== Objective ==
Reproduce this listing in full.
··· Data in this exercise ···
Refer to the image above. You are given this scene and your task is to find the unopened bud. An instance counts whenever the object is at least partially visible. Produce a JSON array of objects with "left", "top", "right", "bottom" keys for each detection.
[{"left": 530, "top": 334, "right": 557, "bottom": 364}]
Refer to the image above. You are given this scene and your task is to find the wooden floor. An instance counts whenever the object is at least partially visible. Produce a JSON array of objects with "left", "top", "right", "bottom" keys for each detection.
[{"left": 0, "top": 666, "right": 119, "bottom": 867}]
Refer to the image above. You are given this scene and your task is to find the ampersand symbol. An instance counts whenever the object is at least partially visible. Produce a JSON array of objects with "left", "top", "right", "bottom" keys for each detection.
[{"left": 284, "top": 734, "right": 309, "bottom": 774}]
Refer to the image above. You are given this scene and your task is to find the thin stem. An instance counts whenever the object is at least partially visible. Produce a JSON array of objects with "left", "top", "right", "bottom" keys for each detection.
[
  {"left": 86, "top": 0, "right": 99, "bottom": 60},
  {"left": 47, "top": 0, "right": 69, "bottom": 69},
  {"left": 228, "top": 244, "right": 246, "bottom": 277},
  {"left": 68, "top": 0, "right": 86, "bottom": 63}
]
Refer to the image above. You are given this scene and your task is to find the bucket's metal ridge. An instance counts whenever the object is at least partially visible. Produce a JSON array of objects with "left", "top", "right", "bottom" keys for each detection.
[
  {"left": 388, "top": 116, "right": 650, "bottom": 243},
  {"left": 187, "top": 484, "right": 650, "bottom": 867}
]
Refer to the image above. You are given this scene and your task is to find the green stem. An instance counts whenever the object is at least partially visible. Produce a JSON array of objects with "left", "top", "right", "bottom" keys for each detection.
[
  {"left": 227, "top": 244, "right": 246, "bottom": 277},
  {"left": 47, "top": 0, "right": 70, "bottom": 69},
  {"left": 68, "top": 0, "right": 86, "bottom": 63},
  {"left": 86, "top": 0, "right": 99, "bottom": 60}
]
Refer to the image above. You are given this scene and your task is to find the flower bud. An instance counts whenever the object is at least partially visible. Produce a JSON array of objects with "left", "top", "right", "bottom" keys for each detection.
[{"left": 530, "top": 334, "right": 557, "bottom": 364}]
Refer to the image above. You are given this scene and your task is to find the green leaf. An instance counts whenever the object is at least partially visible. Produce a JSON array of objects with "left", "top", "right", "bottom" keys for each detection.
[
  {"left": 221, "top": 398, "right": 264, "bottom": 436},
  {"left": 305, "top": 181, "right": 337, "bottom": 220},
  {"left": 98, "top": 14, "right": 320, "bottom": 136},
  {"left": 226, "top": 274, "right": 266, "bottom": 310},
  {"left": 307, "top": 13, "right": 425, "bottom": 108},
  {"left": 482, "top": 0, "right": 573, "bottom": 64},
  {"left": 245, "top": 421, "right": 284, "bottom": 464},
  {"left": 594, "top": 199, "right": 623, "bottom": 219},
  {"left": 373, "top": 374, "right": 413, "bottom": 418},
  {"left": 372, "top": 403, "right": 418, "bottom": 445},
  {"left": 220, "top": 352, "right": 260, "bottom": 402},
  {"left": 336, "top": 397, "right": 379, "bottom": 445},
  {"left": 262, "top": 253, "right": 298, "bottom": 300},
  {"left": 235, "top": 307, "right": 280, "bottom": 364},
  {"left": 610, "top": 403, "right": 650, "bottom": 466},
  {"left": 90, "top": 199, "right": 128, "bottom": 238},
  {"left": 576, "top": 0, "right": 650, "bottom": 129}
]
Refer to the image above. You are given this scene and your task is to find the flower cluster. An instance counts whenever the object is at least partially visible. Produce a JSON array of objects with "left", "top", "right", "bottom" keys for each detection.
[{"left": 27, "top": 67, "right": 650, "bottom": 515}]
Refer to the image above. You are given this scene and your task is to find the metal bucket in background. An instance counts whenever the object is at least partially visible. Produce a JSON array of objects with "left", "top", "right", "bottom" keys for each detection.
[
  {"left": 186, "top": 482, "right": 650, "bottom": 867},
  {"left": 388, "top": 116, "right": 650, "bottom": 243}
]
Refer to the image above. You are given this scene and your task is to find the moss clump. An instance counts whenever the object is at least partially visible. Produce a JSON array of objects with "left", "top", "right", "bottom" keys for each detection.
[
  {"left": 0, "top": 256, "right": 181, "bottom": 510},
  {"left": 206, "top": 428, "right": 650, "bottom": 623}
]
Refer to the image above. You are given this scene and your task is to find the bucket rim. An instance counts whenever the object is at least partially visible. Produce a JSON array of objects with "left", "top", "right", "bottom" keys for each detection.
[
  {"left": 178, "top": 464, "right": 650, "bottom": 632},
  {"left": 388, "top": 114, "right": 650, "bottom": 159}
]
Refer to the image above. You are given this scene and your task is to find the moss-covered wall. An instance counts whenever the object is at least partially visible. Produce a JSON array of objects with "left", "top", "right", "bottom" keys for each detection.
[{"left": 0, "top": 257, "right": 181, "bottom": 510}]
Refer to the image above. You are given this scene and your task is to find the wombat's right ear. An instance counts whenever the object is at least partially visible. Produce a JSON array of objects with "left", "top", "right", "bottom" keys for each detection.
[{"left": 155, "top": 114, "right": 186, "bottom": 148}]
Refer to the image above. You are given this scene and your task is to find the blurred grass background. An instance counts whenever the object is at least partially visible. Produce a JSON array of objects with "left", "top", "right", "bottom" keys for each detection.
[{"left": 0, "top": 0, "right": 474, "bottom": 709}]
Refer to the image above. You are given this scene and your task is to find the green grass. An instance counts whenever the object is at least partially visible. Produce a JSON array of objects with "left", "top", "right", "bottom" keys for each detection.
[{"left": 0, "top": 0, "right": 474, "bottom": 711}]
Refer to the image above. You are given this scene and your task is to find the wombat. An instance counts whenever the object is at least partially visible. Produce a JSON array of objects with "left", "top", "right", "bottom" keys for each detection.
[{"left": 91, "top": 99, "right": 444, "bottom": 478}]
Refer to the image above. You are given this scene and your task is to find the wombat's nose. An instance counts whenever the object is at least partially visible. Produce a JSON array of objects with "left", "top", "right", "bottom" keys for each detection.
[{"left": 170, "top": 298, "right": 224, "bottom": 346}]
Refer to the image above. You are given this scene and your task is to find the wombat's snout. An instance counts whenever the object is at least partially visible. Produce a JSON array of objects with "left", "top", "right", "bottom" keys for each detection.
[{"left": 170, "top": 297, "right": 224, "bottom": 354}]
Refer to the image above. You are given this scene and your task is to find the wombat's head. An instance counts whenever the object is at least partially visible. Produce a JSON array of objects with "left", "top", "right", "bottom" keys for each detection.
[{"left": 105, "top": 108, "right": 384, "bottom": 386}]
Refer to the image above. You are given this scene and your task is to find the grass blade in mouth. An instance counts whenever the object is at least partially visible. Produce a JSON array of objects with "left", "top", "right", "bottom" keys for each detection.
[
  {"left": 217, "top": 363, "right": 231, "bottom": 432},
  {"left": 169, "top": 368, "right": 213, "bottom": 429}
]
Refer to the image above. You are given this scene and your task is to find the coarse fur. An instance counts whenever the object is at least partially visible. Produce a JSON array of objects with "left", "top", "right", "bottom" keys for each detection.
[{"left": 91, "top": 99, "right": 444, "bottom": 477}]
···
== Solution for this problem ==
Refer to the image above. You are given this scene and your task is to find the unopened bud. An instance counts whenever the object is at least partially visible. Produce a JSON array of objects with "left", "top", "right", "bottom" keys for each detection.
[{"left": 530, "top": 334, "right": 557, "bottom": 364}]
Refer to the image above. You are given this scene and your task is to find the wooden floor. An instance counts whenever the object is at least partially visible. Produce a JSON array of objects with "left", "top", "right", "bottom" keys for each detection.
[{"left": 0, "top": 666, "right": 119, "bottom": 867}]
Refer to the image above. You are given this scene and your task is to find the ampersand symbol. An instance counts whenever the object is at least partially visible. Produce a JSON array of objects with "left", "top", "right", "bottom" keys for each detection.
[{"left": 284, "top": 734, "right": 309, "bottom": 774}]
Refer to the image above. You are given this scene and your task is to find the thin stem. An instance counts whenever the object is at least partially visible. Produce a JSON array of objects with "left", "top", "right", "bottom" keys for each detection.
[
  {"left": 86, "top": 0, "right": 99, "bottom": 60},
  {"left": 47, "top": 0, "right": 69, "bottom": 69},
  {"left": 228, "top": 244, "right": 246, "bottom": 277},
  {"left": 68, "top": 0, "right": 86, "bottom": 63}
]
Refer to the image above. You are given this scene and your task is to find the bucket's metal ridge. An instance counts whenever the object is at least partially visible. Produce a JSON array of objects with "left", "top", "right", "bottom" keys for each detection.
[
  {"left": 388, "top": 116, "right": 650, "bottom": 243},
  {"left": 187, "top": 484, "right": 650, "bottom": 867}
]
Refer to the image above. You are given this scene and your task is to find the green stem. An instance counts whenever the object is at least partially visible. Produce a JSON array of objects with "left", "top", "right", "bottom" keys for each detection.
[
  {"left": 227, "top": 244, "right": 246, "bottom": 277},
  {"left": 47, "top": 0, "right": 70, "bottom": 69},
  {"left": 68, "top": 0, "right": 86, "bottom": 63},
  {"left": 86, "top": 0, "right": 99, "bottom": 60}
]
Refer to the image above. You are given this scene and your task is to find the flower bud. An instance counts whenever the object is at least partially visible. Produce a JSON array of objects with "left", "top", "right", "bottom" keys for each detection.
[{"left": 530, "top": 334, "right": 557, "bottom": 364}]
Refer to the image above. You are given this scene and your task is to find the green leaf. An instance counts whenever the object is at least partially visible. Produce a JSON array of objects with "left", "top", "right", "bottom" keys for each detection.
[
  {"left": 221, "top": 398, "right": 264, "bottom": 436},
  {"left": 305, "top": 181, "right": 337, "bottom": 220},
  {"left": 98, "top": 14, "right": 320, "bottom": 136},
  {"left": 226, "top": 274, "right": 266, "bottom": 310},
  {"left": 307, "top": 13, "right": 425, "bottom": 108},
  {"left": 482, "top": 0, "right": 573, "bottom": 64},
  {"left": 245, "top": 421, "right": 284, "bottom": 464},
  {"left": 594, "top": 199, "right": 623, "bottom": 219},
  {"left": 373, "top": 374, "right": 413, "bottom": 418},
  {"left": 372, "top": 403, "right": 418, "bottom": 445},
  {"left": 220, "top": 352, "right": 260, "bottom": 402},
  {"left": 336, "top": 397, "right": 379, "bottom": 445},
  {"left": 262, "top": 253, "right": 298, "bottom": 300},
  {"left": 235, "top": 307, "right": 280, "bottom": 364},
  {"left": 610, "top": 403, "right": 650, "bottom": 466},
  {"left": 90, "top": 199, "right": 128, "bottom": 238},
  {"left": 576, "top": 0, "right": 650, "bottom": 129}
]
Refer to the image above. You are given this scene and your task is to find the flower cluster. An instance counts whenever the object is at least partially visible. Produce a JSON array of objects with "left", "top", "right", "bottom" keys for each detection.
[{"left": 27, "top": 67, "right": 650, "bottom": 515}]
Refer to the image above. You are given this scene and your task is to find the metal bucket in background. An instance counts whenever the object is at least partially visible. Produce a JSON array of objects with "left", "top", "right", "bottom" keys for each detection.
[
  {"left": 186, "top": 482, "right": 650, "bottom": 867},
  {"left": 388, "top": 116, "right": 650, "bottom": 243}
]
Refer to the image above. You are given this scene and your task is to find the moss clump. An instance counts whenever the object is at least partially visible. Produce a JSON array of objects with "left", "top", "right", "bottom" keys for each detection.
[
  {"left": 0, "top": 256, "right": 181, "bottom": 510},
  {"left": 206, "top": 428, "right": 650, "bottom": 623}
]
Refer to the image above. You are given this scene and your task is to find the bucket rim. An instance counts whenever the object is at least partially visible. Produce a JSON array of objects with "left", "top", "right", "bottom" keys for each detection.
[
  {"left": 178, "top": 464, "right": 650, "bottom": 632},
  {"left": 388, "top": 114, "right": 650, "bottom": 159}
]
Refer to the image above. You are given this scene and your task is to find the moss-covered wall. An instance counts whenever the object is at least partially visible. Produce a JSON array of objects with "left", "top", "right", "bottom" keys for each detection.
[{"left": 0, "top": 257, "right": 181, "bottom": 510}]
Refer to the image above. You are given this scene and your task is to find the wombat's right ear. An instance counts whenever the object is at least partially visible. Produce a JSON array of objects with "left", "top", "right", "bottom" keys for each detection.
[{"left": 155, "top": 114, "right": 186, "bottom": 148}]
Refer to the image above. You are given this scene and your task is to find the blurred grass background. An instance counts whenever the object is at least partially visible. Produce a JSON array of objects with "left", "top", "right", "bottom" keys for each detection.
[{"left": 0, "top": 0, "right": 474, "bottom": 709}]
Refer to the image above. You are given this scene and your task is to find the green grass. An instance counts whenever the object is at least partially visible. Produce a JSON array of objects with "left", "top", "right", "bottom" keys for each detection.
[{"left": 0, "top": 0, "right": 474, "bottom": 711}]
Refer to the image above. You are given this scene and your task is to find the wombat. An instance counts whenever the object is at least partially visible. Produce a JSON array of objects with "left", "top", "right", "bottom" keys for each detection.
[{"left": 91, "top": 99, "right": 444, "bottom": 478}]
Refer to the image above. You are given this scene and your task is to find the wombat's nose. An instance counts whenever the object is at least partially visible. Produce a JSON array of objects with "left", "top", "right", "bottom" keys for each detection.
[{"left": 170, "top": 298, "right": 224, "bottom": 346}]
Refer to the image above. You are given this scene and your task is to find the wombat's snout. An instance counts whenever the object is at least partially visible. Produce a JSON array of objects with "left", "top", "right", "bottom" keys for each detection.
[{"left": 170, "top": 297, "right": 224, "bottom": 354}]
Refer to the image above. You are given this scene and your task is to find the wombat's head. An instance counts whenever the object is at least partially visible. Produce a JSON array of objects with "left", "top", "right", "bottom" keys for each detection.
[{"left": 105, "top": 108, "right": 384, "bottom": 386}]
Refer to the image above. You are given this scene and your task is to find the grass blade in mouth. An instance counts whenever the object is at least partially visible. Produce a JSON array of objects with "left", "top", "right", "bottom" keys for each detection.
[
  {"left": 217, "top": 363, "right": 231, "bottom": 432},
  {"left": 169, "top": 368, "right": 213, "bottom": 429}
]
Refer to the image above. You are given this scene and your task is to find the coarse fur. An instance counts whenever the object is at least partially visible. Produce a JSON array of objects with "left", "top", "right", "bottom" keys for each detection.
[{"left": 91, "top": 99, "right": 444, "bottom": 477}]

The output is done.